## Фрагмент документа
※

Если Элиза не знает, как пользоваться носовым платком, и если она противится принять ванну, то любому зрителю должно быть ясно, что изменение ее существа требует также изменения ее повседневного поведения. Внеязыковые отношения людей различных классов так гласит тезис, не менее различны, чем их речь по форме и содержанию.

Совокупность поведения, то есть форма и содержание речи, образ суждения и мыслей, привычные поступки и типичные реакции люде  приспособлены к условиям их среды. Субъективное существо и объективный мир соответствуют друг друга и взаимно пронизывают друг друга.

 От автора  требовалась  большая затрата драматических средств, чтобы убедить в этом каждого зрителя. Шоу нашел это средство в систематическом применении своего рода эффекта отчуждения, заставляя своих персонажей время от времени действовать в чу­жой среде, чтобы затем шаг за шагом возвращать их в свою собственную среду, искусно создавая на первых порах ложное представление относительно их настоя­щей сущности. Затем это впечатление постепенно и ме­тодически меняется.

 «Экспозиция»  характера Элизы  в чужой среде имеет то воздействие, что она леди и джентльменам в зрительном зале кажется непонятной, отталкивающей, двусмысленной и странной. Это впечатление усиливает­ся благодаря реакции леди и джентльменов на сцене. Так, Шоу заставляет миссис Эйнсфорд Хилл заметно волноваться, когда она наблюдает, как незнакомая ей цветочница при случайной встрече на улице называет ее сына Фредди «милым другом».

«Концовка первого акта является на­чалом «процесса перевоспитания» предубежденного зрителя. Она как бы указывает лишь на смягчающие обстоятельства, которые необходимо учесть при осужде­нии обвиняемой Элизы. Доказательство невиновности Элизы дается только в следующем акте благодаря ее превращению в леди. Кто действительно полагал, что Элиза была навязчивой из-за врожденной низости или продажности, и кто не смог правильно истолковать опи­сание среды в конце первого акта, тому откроет глаза самоуверенное и гордое выступление превращенной Элизы»[8].

Насколько тщательно при перевоспитании своих чи­тателей и зрителей Шоу учитывает предубеждения, можно подтвердить многочисленными примерами. Ши­роко распространенное мнение многих состоятельных господ, как известно, заключается в том, что жители Ист-Энда сами виноваты в своей нищете, так как не умеют «экономить». Хотя они, как и Элиза в Ковент-Гардене, очень падки на деньги, но лишь для того, что­бы при первой же возможности снова расточительно по­тратить их на абсолютно ненужные вещи. У них вовсе нет мыслей использовать деньги благоразумно, например, для профессионального образования. Шоу стре­мится это предубеждение, как, впрочем, и другие, сна­чала усилить. Элиза, едва заполучив какие-то деньги, уже позволяет себе поехать домой на такси. Но сразу же начинается разъяснение настоящего отношения Эли­зы к деньгам. На следующий день она спешит потратить их на собственное образование.

※

## Исходные данные
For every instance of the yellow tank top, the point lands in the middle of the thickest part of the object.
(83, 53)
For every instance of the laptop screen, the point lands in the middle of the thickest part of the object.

※

## Задания
• a. Переведите на английский язык следующее предложение из фрагмента документа: «Элиза, едва заполучив какие-то деньги, уже позволяет себе поехать домой на такси».
• b. Выпишите из фрагмента документа отрывок, начиная со слов «Если Элиза не» и заканчивая словами «форме и содержанию.».

## Ответы к упражнению
• a. Eliza, having barely gotten hold of some money, already allows herself to take a taxi home.

• b.
Если Элиза не знает, как пользоваться носовым платком, и если она противится принять ванну, то любому зрителю должно быть ясно, что изменение ее существа требует также изменения ее повседневного поведения. Внеязыковые отношения людей различных классов так гласит тезис, не менее различны, чем их речь по форме и содержанию.